◆ **Required task**: Can you turn the lines below, from the line containing "toenail? Thanks so much for doing this." through the final line, inclusive, into a two-column CSV with the headers instruction and coordinates? Each row should pair one worded line with the coordinate lines that follow it, with each value in a single quoted field and line breaks replaced by spaces.
>> START Data provided
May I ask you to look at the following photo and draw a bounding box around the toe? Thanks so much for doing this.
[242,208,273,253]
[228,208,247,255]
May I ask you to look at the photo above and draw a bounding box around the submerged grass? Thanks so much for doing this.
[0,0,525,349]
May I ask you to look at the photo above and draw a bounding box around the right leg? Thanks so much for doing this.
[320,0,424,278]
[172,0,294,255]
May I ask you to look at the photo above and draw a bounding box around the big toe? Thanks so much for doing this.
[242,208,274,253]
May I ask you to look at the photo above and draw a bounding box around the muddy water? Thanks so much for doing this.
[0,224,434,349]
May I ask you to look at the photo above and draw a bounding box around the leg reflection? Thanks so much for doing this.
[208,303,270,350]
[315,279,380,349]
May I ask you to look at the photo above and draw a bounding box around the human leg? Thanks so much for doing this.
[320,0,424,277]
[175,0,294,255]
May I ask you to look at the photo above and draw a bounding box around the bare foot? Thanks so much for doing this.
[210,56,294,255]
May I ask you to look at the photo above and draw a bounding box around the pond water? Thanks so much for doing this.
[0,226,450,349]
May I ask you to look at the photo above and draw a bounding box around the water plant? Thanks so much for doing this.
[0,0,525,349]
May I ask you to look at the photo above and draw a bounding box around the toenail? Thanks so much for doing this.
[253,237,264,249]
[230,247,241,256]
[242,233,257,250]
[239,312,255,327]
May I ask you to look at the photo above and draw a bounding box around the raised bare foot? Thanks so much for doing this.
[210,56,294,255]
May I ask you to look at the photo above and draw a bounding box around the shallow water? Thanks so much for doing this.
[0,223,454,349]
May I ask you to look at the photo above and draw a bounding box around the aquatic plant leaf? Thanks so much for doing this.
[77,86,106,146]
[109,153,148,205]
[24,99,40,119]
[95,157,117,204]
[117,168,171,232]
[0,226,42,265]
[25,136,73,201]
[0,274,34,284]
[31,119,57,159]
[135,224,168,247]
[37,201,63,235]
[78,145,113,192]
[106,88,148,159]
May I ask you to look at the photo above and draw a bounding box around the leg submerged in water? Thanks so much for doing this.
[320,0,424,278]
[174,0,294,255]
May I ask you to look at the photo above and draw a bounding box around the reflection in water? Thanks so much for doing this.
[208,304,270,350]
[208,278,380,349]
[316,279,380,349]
>> END Data provided
◆ **Problem solution**:
instruction,coordinates
"May I ask you to look at the photo above and draw a bounding box around the toenail? Thanks so much for doing this.","[253,237,264,249] [230,247,241,256] [242,233,257,250] [239,312,255,327]"
"May I ask you to look at the photo above and draw a bounding box around the raised bare foot? Thanks so much for doing this.","[210,56,294,255]"
"May I ask you to look at the photo above and draw a bounding box around the shallow water? Thanks so much for doing this.","[0,223,454,349]"
"May I ask you to look at the photo above and draw a bounding box around the aquatic plant leaf? Thanks so much for doing this.","[77,86,106,146] [109,153,148,205] [24,99,40,119] [95,157,117,204] [117,168,171,232] [0,226,42,265] [25,136,73,201] [0,274,34,284] [31,119,57,159] [135,224,168,247] [37,201,63,235] [78,145,113,192] [106,88,148,159]"
"May I ask you to look at the photo above and draw a bounding box around the leg submerged in water? Thanks so much for doing this.","[320,0,424,278] [174,0,294,255]"
"May I ask you to look at the photo above and draw a bounding box around the reflection in water? Thanks so much for doing this.","[208,304,270,350] [208,278,380,349] [316,279,380,349]"